# To be done
Pick out every line in the material below that contains the string "pickup", and copy each of those lines. Matches must have the same case.

● ● ● ●

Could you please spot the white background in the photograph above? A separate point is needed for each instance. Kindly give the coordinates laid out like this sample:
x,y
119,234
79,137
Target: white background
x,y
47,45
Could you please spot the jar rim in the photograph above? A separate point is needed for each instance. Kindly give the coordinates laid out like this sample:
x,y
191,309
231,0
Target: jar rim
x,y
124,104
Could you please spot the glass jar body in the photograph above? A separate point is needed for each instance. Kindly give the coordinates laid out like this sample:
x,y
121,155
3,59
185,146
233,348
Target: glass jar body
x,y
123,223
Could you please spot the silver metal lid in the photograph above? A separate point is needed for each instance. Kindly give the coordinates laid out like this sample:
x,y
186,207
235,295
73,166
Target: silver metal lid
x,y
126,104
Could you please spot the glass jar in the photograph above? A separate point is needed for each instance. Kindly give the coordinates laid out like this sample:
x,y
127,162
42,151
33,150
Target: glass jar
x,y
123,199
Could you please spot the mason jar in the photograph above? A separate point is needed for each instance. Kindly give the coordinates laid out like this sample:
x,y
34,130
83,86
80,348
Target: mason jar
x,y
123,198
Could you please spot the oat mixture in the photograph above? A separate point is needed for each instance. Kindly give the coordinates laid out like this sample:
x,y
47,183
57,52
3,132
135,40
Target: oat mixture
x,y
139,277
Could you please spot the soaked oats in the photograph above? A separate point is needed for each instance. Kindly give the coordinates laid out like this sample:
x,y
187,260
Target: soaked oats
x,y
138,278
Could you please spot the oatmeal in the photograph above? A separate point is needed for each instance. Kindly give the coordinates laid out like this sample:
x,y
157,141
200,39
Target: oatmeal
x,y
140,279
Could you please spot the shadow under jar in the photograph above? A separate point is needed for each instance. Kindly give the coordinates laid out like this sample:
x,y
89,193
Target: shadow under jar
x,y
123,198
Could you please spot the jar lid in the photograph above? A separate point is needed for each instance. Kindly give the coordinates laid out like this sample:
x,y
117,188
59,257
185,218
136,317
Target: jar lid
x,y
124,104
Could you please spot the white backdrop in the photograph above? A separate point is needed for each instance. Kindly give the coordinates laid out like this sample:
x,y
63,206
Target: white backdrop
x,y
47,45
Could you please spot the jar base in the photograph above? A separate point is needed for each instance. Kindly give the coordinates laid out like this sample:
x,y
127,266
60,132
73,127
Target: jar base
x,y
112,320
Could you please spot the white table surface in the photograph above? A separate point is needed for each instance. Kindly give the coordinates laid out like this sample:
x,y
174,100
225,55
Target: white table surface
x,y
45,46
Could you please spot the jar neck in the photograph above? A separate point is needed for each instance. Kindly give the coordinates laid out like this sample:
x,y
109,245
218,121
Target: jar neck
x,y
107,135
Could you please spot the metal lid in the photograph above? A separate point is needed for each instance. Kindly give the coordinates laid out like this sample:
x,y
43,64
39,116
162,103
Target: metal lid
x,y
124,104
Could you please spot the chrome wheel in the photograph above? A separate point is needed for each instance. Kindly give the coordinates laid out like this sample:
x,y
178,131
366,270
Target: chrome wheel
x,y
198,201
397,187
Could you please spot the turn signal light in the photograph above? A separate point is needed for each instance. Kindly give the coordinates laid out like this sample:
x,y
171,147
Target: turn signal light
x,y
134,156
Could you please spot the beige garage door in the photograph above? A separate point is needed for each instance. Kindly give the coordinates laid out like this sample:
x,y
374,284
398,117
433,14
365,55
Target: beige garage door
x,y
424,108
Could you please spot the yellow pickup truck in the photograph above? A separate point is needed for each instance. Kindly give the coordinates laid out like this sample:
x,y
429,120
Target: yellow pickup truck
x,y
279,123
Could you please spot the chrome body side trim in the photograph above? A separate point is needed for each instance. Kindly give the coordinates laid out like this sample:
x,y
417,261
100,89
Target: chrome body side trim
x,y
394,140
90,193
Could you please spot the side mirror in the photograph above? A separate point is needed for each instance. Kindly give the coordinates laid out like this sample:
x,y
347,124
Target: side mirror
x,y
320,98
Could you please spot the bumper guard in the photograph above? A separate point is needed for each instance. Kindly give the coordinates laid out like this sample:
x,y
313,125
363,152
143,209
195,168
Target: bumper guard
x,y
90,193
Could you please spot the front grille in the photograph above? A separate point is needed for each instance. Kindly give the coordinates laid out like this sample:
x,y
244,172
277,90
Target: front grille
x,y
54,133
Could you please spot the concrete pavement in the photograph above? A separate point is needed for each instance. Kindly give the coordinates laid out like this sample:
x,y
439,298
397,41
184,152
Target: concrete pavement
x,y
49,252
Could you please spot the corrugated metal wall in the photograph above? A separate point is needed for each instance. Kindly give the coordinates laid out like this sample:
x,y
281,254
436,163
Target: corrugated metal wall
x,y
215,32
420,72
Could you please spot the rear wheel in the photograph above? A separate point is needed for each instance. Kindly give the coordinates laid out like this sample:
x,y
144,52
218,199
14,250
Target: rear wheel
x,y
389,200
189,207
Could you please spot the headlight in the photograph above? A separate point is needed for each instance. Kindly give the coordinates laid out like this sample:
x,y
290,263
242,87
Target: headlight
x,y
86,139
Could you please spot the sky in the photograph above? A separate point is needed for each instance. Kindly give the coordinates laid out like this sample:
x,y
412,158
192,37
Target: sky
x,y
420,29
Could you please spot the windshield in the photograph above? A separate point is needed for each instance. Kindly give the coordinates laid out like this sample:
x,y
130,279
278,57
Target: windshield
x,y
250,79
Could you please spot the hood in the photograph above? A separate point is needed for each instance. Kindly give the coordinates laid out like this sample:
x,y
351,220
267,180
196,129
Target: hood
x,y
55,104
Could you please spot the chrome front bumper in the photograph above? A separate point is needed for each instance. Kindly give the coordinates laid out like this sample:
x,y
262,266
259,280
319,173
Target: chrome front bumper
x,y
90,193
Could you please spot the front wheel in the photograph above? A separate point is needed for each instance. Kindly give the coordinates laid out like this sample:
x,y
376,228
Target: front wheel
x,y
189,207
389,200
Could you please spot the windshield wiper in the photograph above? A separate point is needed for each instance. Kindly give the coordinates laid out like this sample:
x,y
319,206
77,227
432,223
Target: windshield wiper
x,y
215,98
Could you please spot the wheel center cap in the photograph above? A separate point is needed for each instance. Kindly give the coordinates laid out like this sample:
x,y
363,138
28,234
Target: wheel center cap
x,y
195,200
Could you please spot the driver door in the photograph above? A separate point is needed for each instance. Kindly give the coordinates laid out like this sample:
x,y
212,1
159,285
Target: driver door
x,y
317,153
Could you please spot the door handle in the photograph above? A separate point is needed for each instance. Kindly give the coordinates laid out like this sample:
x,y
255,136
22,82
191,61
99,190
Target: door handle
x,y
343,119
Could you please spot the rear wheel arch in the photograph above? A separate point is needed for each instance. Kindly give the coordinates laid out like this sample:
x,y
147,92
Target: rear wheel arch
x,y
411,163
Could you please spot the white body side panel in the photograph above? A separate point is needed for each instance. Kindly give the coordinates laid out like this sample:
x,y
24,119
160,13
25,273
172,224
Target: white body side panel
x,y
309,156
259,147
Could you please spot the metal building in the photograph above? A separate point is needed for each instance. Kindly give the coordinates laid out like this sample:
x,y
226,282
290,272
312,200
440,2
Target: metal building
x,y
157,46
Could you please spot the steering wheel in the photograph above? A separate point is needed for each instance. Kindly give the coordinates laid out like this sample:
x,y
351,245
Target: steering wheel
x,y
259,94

● ● ● ●

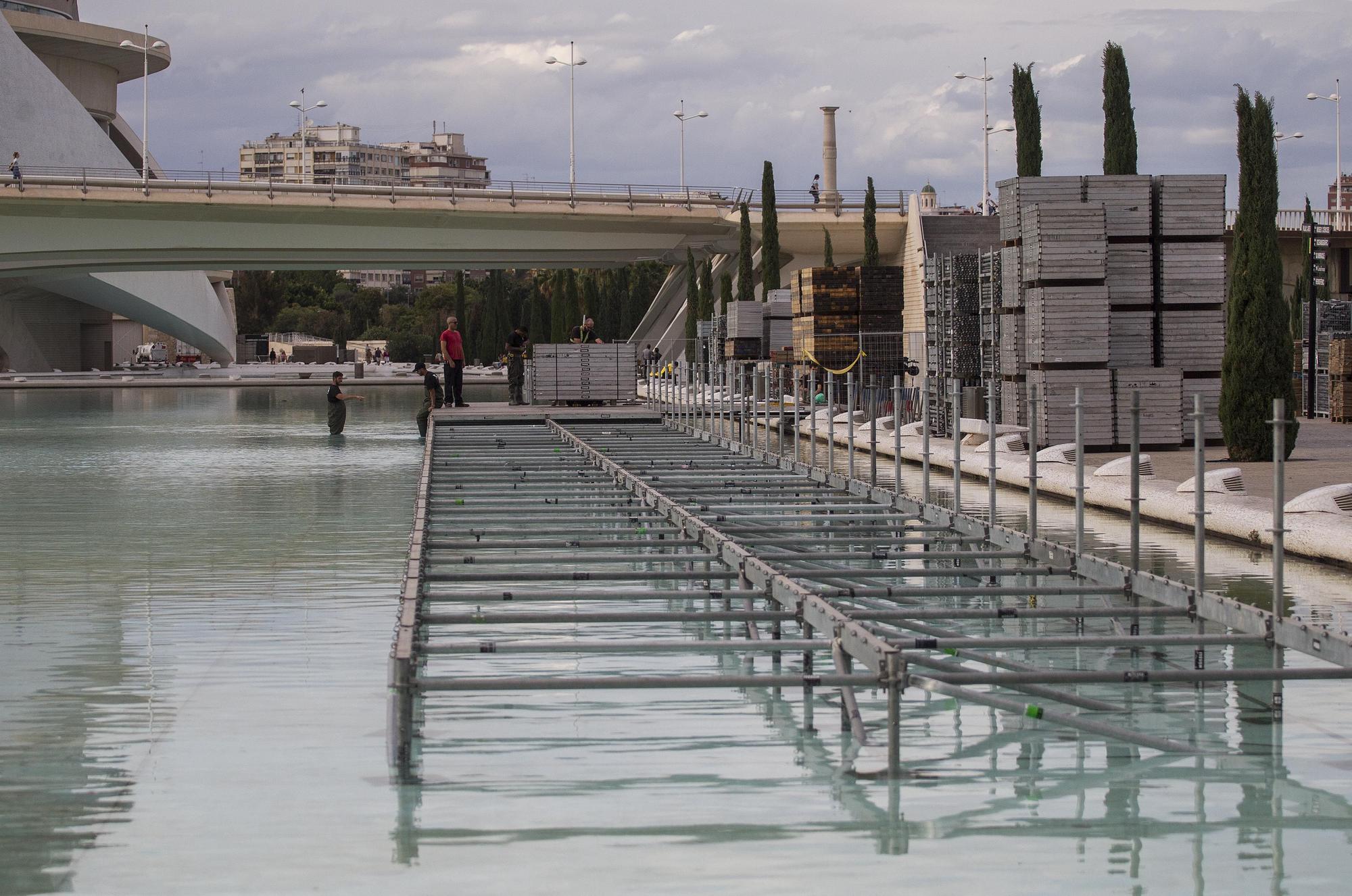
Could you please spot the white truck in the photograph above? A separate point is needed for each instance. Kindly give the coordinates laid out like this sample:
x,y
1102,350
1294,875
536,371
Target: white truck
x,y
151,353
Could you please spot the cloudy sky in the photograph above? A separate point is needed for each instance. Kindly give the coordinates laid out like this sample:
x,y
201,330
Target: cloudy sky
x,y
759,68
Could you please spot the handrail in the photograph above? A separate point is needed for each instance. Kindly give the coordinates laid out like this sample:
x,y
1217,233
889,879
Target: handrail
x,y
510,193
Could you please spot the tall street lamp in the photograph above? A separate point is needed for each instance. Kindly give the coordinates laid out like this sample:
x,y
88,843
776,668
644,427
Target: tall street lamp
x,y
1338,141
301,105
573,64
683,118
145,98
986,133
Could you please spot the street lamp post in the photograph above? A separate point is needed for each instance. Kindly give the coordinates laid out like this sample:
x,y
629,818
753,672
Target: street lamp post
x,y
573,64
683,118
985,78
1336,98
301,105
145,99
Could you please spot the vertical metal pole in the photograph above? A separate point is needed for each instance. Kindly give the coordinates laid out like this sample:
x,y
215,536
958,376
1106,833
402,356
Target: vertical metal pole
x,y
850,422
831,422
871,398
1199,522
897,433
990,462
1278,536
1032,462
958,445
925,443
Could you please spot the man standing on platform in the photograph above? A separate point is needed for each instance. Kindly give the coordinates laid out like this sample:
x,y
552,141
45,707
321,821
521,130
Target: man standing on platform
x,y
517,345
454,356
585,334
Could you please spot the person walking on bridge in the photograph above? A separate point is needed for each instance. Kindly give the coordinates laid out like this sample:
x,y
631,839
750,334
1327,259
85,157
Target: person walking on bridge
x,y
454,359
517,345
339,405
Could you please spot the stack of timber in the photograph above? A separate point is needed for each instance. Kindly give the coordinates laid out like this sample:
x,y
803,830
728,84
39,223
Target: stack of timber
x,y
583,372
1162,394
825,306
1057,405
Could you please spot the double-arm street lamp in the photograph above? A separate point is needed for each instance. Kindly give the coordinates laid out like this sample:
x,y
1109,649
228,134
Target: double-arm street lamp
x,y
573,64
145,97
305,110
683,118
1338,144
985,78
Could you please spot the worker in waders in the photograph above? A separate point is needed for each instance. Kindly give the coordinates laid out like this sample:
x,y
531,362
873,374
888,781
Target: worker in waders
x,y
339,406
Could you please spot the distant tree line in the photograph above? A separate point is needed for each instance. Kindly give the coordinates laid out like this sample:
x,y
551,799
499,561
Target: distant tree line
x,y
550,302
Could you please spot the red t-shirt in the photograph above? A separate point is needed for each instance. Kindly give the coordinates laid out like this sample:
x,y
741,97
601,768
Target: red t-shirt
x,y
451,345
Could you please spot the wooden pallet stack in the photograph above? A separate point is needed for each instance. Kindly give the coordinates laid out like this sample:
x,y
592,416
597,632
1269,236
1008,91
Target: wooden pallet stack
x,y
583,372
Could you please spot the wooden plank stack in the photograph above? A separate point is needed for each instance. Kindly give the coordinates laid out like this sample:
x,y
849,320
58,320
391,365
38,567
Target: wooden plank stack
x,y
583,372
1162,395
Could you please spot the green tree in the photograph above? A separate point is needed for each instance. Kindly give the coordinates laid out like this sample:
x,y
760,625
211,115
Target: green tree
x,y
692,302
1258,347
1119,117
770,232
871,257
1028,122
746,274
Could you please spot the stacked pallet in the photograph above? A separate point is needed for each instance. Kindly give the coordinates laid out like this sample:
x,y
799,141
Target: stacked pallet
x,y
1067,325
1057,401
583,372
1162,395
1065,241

● ● ● ●

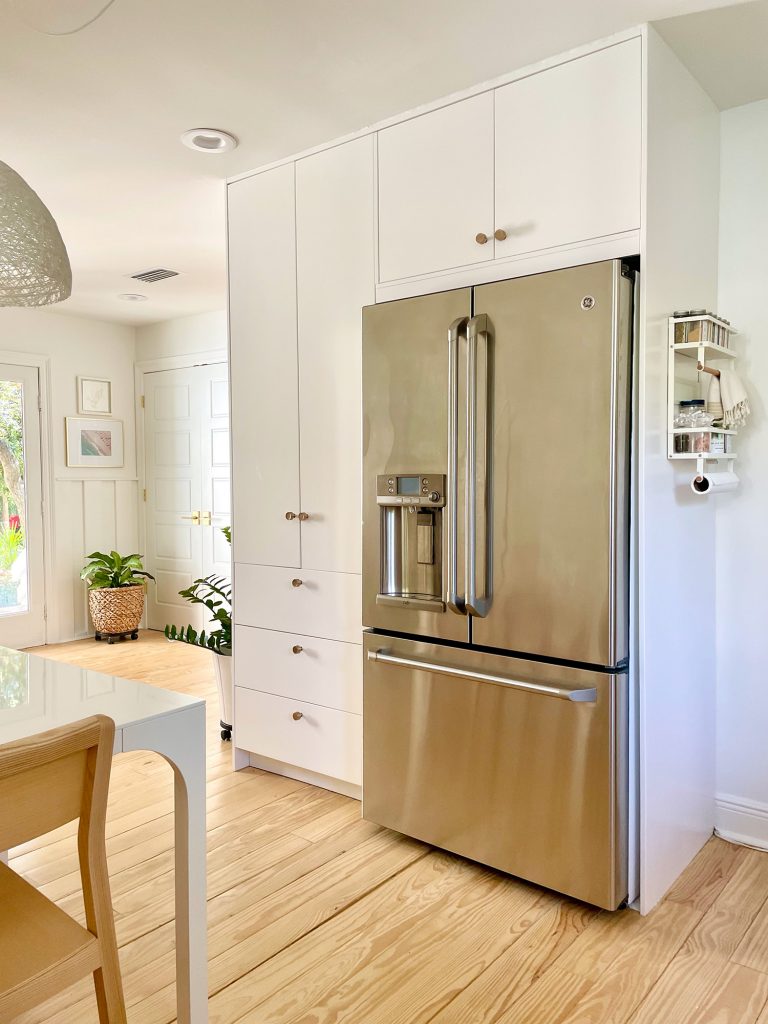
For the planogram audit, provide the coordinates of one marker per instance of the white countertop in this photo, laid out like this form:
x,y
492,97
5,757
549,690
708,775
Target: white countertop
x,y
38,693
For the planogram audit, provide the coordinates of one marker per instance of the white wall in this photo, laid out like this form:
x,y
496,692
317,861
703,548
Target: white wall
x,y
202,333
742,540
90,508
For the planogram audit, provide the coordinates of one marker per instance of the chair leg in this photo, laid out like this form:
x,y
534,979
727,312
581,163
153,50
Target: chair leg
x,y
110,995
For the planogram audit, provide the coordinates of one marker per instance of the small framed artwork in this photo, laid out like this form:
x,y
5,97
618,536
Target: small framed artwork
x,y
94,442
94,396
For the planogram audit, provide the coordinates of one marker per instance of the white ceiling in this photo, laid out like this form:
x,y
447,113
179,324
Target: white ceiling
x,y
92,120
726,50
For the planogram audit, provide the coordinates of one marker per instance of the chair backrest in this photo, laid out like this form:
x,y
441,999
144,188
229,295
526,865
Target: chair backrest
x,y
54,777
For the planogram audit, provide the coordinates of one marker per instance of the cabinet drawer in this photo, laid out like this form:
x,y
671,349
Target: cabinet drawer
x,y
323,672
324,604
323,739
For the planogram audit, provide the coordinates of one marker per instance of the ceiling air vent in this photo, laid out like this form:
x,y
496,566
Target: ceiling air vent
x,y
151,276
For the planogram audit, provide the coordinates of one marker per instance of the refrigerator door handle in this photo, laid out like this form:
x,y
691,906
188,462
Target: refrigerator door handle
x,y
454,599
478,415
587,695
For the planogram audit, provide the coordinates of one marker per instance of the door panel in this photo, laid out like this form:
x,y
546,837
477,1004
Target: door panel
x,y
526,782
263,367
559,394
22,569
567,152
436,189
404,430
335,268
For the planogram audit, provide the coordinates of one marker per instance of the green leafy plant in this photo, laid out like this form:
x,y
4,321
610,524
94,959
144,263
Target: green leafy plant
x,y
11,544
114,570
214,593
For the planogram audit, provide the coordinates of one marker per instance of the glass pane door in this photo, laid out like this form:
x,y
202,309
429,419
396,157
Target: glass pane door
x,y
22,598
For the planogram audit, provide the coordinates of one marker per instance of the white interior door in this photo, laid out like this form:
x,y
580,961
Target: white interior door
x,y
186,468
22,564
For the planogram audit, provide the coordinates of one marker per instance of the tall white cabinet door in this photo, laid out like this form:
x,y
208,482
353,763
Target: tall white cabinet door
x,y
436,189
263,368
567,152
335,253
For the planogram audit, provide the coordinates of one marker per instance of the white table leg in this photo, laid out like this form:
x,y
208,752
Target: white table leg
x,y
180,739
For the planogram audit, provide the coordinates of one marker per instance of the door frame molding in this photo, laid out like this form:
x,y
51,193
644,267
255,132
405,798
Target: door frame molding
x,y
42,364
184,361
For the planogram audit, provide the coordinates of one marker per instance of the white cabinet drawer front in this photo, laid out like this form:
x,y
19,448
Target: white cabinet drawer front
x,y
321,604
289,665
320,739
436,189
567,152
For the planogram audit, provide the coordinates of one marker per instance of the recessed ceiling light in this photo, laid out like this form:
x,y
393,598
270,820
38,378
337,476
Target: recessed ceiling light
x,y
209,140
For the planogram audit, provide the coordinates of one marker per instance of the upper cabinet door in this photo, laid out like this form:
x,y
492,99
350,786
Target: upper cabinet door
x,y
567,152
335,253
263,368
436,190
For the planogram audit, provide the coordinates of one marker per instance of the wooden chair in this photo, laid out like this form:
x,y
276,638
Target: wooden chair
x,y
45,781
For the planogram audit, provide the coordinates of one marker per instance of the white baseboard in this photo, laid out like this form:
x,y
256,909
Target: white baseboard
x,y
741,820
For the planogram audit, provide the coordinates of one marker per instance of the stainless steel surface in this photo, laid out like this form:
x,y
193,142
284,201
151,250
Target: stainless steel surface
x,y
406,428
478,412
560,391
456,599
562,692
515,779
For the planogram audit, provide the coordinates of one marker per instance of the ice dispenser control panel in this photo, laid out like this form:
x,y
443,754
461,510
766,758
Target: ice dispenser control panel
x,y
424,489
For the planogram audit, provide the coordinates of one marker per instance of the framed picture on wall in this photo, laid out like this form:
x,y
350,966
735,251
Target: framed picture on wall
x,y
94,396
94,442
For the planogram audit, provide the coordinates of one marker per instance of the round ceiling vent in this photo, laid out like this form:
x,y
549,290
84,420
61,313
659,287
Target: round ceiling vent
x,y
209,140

● ● ● ●

# Expected answer
Could you please spot the yellow pickup truck in the photograph above? A separate point is needed for each instance. Kindly give the coordinates laid out like this sample:
Target: yellow pickup truck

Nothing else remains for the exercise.